## BEGIN Material provided

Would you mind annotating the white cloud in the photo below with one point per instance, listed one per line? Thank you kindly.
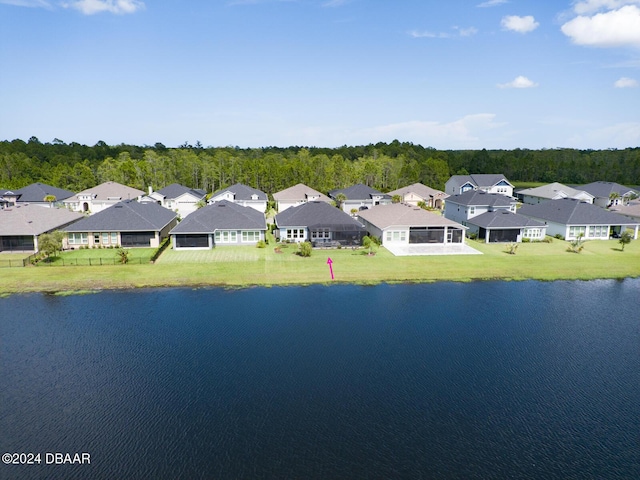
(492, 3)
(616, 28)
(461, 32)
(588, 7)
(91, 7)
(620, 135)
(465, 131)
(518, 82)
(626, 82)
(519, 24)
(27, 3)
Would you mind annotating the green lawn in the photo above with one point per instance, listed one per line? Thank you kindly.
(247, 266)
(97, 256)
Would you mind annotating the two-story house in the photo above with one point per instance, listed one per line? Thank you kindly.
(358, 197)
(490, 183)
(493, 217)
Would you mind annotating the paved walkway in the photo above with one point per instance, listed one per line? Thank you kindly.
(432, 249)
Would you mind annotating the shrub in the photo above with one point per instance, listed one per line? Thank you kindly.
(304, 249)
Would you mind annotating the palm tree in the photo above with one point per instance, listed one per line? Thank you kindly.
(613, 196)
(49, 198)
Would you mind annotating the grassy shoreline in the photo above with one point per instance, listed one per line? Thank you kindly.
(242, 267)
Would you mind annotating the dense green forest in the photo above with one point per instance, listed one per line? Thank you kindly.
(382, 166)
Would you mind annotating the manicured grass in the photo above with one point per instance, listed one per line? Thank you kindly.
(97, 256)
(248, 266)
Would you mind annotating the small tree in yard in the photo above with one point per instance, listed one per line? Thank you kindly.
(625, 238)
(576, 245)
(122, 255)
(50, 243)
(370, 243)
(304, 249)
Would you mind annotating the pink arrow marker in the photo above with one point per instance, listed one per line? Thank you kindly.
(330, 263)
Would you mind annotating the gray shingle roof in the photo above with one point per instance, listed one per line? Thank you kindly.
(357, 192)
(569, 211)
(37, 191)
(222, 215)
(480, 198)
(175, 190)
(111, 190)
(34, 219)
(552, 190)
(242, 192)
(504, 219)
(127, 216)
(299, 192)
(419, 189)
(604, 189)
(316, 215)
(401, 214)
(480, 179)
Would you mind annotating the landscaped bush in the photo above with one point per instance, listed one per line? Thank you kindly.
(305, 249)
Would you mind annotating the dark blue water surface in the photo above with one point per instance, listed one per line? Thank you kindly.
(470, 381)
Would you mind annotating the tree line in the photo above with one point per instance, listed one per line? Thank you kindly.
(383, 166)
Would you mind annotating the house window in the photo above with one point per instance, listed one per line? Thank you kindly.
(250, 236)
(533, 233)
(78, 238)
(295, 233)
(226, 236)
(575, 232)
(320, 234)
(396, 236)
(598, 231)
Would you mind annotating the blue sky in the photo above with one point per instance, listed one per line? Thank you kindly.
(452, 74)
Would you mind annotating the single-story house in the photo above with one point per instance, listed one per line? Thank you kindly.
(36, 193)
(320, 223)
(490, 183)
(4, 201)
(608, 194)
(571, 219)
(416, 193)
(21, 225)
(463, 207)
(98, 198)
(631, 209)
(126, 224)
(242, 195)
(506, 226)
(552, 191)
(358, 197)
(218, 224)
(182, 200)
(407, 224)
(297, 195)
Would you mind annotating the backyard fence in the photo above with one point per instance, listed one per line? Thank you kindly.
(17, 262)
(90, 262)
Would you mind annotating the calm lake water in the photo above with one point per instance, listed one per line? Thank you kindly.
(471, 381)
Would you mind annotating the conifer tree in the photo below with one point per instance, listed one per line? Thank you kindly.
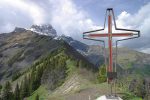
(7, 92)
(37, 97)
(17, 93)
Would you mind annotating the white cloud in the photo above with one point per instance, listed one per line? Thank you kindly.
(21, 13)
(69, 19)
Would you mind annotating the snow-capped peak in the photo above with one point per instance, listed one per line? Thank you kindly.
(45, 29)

## END Material provided
## BEGIN Material provided

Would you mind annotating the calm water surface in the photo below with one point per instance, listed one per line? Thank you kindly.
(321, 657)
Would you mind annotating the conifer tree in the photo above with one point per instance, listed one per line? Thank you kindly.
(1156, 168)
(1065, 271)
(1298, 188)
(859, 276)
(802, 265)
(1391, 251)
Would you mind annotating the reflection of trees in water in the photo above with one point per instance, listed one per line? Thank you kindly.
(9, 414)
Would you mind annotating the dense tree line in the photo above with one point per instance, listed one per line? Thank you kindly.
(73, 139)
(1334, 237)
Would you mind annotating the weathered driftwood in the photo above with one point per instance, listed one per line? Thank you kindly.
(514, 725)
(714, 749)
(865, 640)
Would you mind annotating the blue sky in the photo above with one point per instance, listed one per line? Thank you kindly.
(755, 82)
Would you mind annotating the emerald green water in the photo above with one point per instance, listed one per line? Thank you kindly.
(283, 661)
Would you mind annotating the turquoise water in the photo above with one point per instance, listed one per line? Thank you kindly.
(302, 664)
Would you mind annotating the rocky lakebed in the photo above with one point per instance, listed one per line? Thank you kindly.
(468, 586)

## END Material provided
## BEGIN Material provided

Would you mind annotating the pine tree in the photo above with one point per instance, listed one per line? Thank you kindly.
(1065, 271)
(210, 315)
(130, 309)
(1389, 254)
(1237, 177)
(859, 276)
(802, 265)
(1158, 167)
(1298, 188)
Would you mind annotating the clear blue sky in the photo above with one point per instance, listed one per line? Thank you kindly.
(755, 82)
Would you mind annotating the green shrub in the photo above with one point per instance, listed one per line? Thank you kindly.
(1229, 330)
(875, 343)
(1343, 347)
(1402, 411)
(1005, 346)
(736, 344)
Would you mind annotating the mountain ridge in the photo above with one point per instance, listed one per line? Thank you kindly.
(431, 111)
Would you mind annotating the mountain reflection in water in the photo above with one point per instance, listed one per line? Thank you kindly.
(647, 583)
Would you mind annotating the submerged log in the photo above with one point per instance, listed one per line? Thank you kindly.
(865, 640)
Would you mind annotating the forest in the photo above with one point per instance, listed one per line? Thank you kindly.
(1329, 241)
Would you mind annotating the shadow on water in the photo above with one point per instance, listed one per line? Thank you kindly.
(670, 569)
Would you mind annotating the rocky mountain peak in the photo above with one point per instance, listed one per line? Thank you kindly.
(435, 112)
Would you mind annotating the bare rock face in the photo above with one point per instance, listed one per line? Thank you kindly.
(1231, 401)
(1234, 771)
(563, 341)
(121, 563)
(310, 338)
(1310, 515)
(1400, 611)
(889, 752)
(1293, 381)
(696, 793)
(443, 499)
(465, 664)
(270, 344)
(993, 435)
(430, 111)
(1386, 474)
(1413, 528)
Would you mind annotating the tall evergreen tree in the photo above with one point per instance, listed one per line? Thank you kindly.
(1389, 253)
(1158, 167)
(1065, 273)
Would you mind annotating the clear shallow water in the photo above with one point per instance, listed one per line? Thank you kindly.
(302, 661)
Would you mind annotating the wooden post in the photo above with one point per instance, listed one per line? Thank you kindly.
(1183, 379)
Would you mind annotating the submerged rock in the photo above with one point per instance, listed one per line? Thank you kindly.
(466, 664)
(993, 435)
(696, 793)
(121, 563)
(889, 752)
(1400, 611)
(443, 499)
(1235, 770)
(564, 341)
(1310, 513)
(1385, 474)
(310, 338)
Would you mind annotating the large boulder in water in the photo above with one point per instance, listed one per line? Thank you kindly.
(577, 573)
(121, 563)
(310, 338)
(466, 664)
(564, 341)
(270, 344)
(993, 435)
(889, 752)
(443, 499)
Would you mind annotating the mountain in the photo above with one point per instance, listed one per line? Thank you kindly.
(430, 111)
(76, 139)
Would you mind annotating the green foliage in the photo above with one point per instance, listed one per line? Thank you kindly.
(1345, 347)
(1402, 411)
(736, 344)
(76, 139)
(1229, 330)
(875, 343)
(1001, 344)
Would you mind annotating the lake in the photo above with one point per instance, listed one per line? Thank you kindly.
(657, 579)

## END Material provided

--- Exercise instructions ---
Please filter the listing above and copy out every line that holds the word "clear".

--- Completed task ---
Would you mind annotating the clear blue sky in the photo above with one point per instance, listed one per line? Thank you kindly.
Would you mind annotating the clear shallow water in the photo above with one point per instance, listed one per line? Thank you kindly.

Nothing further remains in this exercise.